(Dataset entries)
((

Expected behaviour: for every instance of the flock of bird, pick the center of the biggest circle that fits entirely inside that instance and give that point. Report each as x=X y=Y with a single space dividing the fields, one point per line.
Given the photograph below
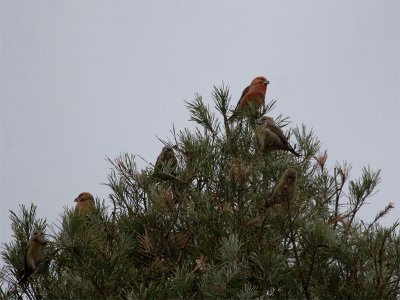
x=269 y=137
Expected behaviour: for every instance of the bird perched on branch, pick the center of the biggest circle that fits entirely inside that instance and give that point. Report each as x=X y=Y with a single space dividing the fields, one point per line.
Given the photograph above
x=270 y=137
x=285 y=188
x=166 y=162
x=34 y=254
x=253 y=95
x=84 y=203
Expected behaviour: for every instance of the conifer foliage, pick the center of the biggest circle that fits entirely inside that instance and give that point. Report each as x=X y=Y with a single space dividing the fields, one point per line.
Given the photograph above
x=208 y=229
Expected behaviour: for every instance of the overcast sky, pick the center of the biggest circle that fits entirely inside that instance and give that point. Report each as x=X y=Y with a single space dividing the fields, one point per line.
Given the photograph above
x=82 y=80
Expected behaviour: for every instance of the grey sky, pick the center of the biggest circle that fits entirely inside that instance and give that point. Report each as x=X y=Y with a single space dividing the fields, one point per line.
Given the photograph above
x=85 y=80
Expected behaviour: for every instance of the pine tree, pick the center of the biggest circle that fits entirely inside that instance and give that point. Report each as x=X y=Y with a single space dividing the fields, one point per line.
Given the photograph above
x=205 y=231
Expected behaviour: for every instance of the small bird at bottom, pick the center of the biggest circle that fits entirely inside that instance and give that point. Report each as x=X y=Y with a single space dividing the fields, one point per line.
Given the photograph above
x=166 y=162
x=285 y=189
x=270 y=136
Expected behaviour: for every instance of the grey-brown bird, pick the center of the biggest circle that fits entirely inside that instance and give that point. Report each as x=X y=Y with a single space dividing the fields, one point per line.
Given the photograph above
x=285 y=188
x=166 y=162
x=84 y=203
x=253 y=94
x=270 y=137
x=34 y=254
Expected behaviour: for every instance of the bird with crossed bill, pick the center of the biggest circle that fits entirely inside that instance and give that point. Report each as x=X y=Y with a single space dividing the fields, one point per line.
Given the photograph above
x=253 y=95
x=285 y=188
x=269 y=136
x=84 y=203
x=34 y=254
x=166 y=163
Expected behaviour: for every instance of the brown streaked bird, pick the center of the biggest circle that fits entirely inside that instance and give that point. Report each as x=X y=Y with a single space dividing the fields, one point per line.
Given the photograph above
x=166 y=162
x=84 y=203
x=285 y=188
x=253 y=94
x=270 y=136
x=34 y=254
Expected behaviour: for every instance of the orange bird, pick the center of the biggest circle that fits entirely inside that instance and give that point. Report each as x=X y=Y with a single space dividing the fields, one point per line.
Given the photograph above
x=270 y=137
x=253 y=94
x=85 y=203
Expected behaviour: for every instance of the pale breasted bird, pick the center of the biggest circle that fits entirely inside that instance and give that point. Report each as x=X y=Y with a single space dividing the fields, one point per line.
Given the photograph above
x=254 y=94
x=84 y=203
x=166 y=162
x=271 y=137
x=285 y=188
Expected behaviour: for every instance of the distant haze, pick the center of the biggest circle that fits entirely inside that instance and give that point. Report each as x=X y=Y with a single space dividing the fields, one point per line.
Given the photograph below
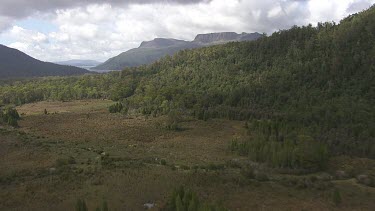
x=61 y=30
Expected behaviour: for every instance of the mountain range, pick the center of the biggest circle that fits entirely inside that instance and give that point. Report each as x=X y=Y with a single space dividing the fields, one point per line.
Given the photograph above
x=150 y=51
x=16 y=64
x=79 y=63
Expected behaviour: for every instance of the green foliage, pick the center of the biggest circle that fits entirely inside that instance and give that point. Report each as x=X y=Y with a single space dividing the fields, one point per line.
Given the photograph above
x=336 y=197
x=272 y=144
x=185 y=200
x=9 y=116
x=81 y=205
x=173 y=120
x=116 y=108
x=315 y=81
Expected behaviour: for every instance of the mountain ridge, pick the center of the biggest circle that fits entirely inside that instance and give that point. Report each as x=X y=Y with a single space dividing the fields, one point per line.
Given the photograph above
x=17 y=64
x=150 y=51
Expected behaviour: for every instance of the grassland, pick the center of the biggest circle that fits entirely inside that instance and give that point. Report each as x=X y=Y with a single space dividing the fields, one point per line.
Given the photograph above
x=80 y=150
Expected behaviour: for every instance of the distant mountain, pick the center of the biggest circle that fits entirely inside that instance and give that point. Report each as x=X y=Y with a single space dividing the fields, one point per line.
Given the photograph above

))

* **Your objective**
A single number is the whole answer: report how many lines in the data above include the word "distant".

* **Task result**
2